**SHORT TASK**
Take the entries below and print all of them exactly, please.

**EXCERPTED DATA**
▶

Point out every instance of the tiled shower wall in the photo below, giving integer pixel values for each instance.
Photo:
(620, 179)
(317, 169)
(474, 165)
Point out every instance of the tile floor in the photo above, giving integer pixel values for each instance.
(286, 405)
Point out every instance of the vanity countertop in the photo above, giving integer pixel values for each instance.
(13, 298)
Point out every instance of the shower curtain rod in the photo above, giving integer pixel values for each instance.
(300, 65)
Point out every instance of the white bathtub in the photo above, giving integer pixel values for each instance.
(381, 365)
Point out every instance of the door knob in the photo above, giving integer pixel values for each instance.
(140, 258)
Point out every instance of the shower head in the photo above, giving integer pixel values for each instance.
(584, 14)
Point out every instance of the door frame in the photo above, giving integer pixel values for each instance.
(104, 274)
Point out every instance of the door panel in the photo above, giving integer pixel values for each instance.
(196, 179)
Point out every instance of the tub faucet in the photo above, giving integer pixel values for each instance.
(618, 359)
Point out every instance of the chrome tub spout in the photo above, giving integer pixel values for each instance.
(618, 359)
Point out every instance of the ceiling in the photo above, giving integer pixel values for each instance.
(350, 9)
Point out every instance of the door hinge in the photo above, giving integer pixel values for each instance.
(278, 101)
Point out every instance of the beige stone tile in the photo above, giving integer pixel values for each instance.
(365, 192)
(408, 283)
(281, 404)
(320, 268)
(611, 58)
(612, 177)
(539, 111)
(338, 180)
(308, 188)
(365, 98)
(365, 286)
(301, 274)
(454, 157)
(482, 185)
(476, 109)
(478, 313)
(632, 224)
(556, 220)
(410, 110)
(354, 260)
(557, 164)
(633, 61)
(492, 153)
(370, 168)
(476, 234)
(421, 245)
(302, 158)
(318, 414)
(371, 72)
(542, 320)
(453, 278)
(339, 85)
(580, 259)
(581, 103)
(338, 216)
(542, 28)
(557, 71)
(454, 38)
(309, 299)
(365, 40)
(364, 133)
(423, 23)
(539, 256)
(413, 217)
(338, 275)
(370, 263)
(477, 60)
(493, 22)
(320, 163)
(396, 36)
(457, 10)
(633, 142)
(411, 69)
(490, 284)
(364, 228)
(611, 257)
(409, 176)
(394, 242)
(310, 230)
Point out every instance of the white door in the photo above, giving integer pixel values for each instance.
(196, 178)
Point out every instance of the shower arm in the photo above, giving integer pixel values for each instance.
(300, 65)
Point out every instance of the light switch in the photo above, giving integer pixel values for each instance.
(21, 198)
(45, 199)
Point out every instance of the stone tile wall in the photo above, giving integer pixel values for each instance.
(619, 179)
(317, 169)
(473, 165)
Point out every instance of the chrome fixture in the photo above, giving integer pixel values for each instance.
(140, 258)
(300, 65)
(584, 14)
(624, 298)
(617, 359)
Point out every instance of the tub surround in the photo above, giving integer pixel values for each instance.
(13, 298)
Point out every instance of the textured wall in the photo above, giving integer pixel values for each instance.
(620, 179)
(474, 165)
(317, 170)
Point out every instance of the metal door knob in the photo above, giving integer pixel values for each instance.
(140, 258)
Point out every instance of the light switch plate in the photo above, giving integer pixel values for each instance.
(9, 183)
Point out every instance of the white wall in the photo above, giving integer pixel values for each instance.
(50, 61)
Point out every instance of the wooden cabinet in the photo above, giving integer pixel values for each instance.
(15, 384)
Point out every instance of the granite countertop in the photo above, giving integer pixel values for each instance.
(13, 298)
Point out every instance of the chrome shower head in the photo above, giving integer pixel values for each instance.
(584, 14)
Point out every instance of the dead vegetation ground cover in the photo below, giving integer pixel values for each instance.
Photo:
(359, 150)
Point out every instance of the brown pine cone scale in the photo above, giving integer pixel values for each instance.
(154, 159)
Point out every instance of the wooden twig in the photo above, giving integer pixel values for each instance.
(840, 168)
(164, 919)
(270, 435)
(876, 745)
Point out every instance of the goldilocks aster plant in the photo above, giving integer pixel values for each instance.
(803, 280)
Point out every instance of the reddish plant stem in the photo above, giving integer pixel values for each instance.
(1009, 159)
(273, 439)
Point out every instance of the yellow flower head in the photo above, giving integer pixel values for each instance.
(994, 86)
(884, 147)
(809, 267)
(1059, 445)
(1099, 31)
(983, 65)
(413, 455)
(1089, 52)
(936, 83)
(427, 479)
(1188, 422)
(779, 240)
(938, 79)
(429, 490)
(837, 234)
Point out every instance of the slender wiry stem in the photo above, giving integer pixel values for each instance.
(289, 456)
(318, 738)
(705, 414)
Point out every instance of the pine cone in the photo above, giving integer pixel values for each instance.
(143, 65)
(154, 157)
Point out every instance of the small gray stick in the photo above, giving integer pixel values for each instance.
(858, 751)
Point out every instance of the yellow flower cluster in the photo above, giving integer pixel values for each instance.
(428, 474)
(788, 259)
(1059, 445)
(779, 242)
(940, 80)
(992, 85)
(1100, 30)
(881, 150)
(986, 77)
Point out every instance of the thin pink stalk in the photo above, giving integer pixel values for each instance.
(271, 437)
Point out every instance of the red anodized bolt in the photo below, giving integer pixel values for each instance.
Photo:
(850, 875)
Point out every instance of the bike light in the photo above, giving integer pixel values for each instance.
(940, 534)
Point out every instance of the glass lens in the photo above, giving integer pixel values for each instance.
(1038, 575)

◀

**RESULT FOR THIS EXERCISE**
Point out every instance of the tiled shower wall in the photo below, giving integer pixel values for each instance.
Photo:
(620, 179)
(317, 169)
(474, 165)
Point out every instance of the tile floor in the photo above, giving integer pixel values for each instance.
(286, 405)
Point out every instance of the vanity countertop in the photo above, giving integer pixel values for each instance.
(13, 298)
Point out every instance of the shower curtain rod in the photo above, giving integer pixel values for each instance.
(300, 65)
Point out every instance of the white bathtub in the photo above, giving integer pixel values for each instance.
(381, 365)
Point out every instance of the door knob in the photo above, giving integer pixel values for each instance.
(140, 258)
Point out every instance of the shower head in the photo above, giving integer pixel values for each instance.
(584, 14)
Point out every instance of the door frame in the photo above, giving integer pixel values for each instance.
(104, 274)
Point out every instance of the door panel in the photo above, giving integer pixel values for each instance.
(196, 179)
Point out every instance of the tub faucet in the photo above, giving integer pixel values for each instance.
(618, 359)
Point out every instance of the chrome tub spout in the photo above, giving integer pixel values for each instance.
(618, 359)
Point out every instance of the ceiling in the photo above, giving integer pixel values for each instance.
(350, 9)
Point out every instance of the door hinge in the photo above, giving integer pixel values for each instance.
(278, 101)
Point out every instance of the beige stone tile in the photo above, giving integer pixel values for each instance.
(365, 192)
(408, 283)
(281, 404)
(320, 268)
(611, 58)
(612, 177)
(539, 111)
(338, 180)
(308, 188)
(365, 98)
(365, 286)
(301, 274)
(454, 157)
(482, 185)
(476, 109)
(478, 313)
(632, 224)
(556, 220)
(410, 110)
(354, 260)
(557, 164)
(633, 61)
(492, 153)
(370, 168)
(476, 234)
(421, 245)
(302, 158)
(318, 414)
(371, 72)
(542, 320)
(453, 278)
(339, 85)
(580, 259)
(581, 103)
(338, 216)
(542, 28)
(557, 71)
(454, 38)
(309, 299)
(365, 40)
(364, 133)
(423, 23)
(539, 256)
(413, 217)
(338, 275)
(370, 263)
(477, 60)
(493, 22)
(320, 163)
(396, 36)
(457, 10)
(633, 142)
(411, 69)
(490, 284)
(364, 228)
(611, 257)
(409, 176)
(394, 242)
(310, 230)
Point out every instance of the white door in the photo above, giving integer pixel values for each instance.
(196, 178)
Point out every instance of the shower arm in the photo above, giving integer pixel values for each instance.
(300, 65)
Point out every instance of the light switch in the photo above, giving integer pixel values for each instance.
(21, 198)
(45, 199)
Point out every instance of the stone tile wall in the photo above, giving integer pixel values for each instance.
(619, 179)
(317, 169)
(473, 165)
Point out every instance of the chrome fixture in the photo above, giving integer pixel values for each instance.
(140, 258)
(300, 65)
(584, 14)
(624, 298)
(617, 359)
Point out every instance of the tub surround in the photo above, giving integer pixel values for each instance.
(13, 298)
Point out every instance of the textured wall in the photo above, giving integer pixel values for each instance.
(620, 179)
(474, 165)
(317, 170)
Point out every instance of the metal door knob in the photo above, giving integer pixel values for each instance.
(140, 258)
Point out every instance of the light switch plate in the photo above, giving integer pixel values for each instance.
(9, 183)
Point out every instance of the white wall in the photo above, giving integer pixel values for each instance.
(50, 61)
Point out every instance of the wooden cabinet in the photo above, giving integer pixel values for each instance.
(15, 384)
Point out every instance of the granite countertop in the photo above, giving integer pixel values for each instance.
(13, 298)
Point out every instance of the chrome shower head in the photo above, giving integer pixel values for each instance.
(584, 14)
Point out every instance of the dead vegetation ground cover in the photo below, giving integer pixel values for each instance.
Photo:
(359, 150)
Point out every instance of the brown pine cone scale in the photo above, giving integer pixel values for each instance.
(154, 159)
Point out every instance of the wooden twig in the photo above, giving integer pixel values for each instance.
(840, 168)
(164, 919)
(270, 435)
(876, 745)
Point out every instance of the goldilocks aster plant in the photo above, giving integer pixel values for each instance.
(803, 280)
Point out every instance of the reddish plant stem in the photo above, giving integer pixel values for each instance.
(1009, 159)
(273, 439)
Point out every instance of the yellow flower head in the photo above, giving integer pixel values for each instance.
(994, 86)
(884, 147)
(809, 267)
(1059, 445)
(1099, 31)
(983, 65)
(413, 455)
(1089, 52)
(936, 83)
(427, 479)
(1188, 422)
(779, 240)
(938, 79)
(429, 490)
(837, 234)
Point out every instance of the slender wiry stem in the photo above, giving integer pixel values for each instance.
(289, 456)
(318, 738)
(705, 414)
Point out every instance of the pine cone in the photo above, giving integer pixel values for each instance.
(143, 65)
(154, 157)
Point out every instance of the small gray stick in the photo above, giving integer pixel values for each instance.
(858, 751)
Point out every instance of the yellow flower cluster in the photo above, giving integer pixel values for each instance.
(428, 474)
(788, 259)
(1059, 445)
(779, 242)
(940, 80)
(992, 85)
(1100, 30)
(881, 150)
(986, 77)
Point out every instance of the thin pink stalk in the photo above, giving integer pixel values for each instance.
(271, 437)
Point out every instance of the red anodized bolt in the photo below, giving integer pixel values for each instance.
Photo:
(850, 875)
Point out every instance of the bike light in the photo above, giving integer pixel values for each instance.
(940, 534)
Point out every instance of the glass lens in the photo above, giving integer pixel values for each instance.
(1038, 575)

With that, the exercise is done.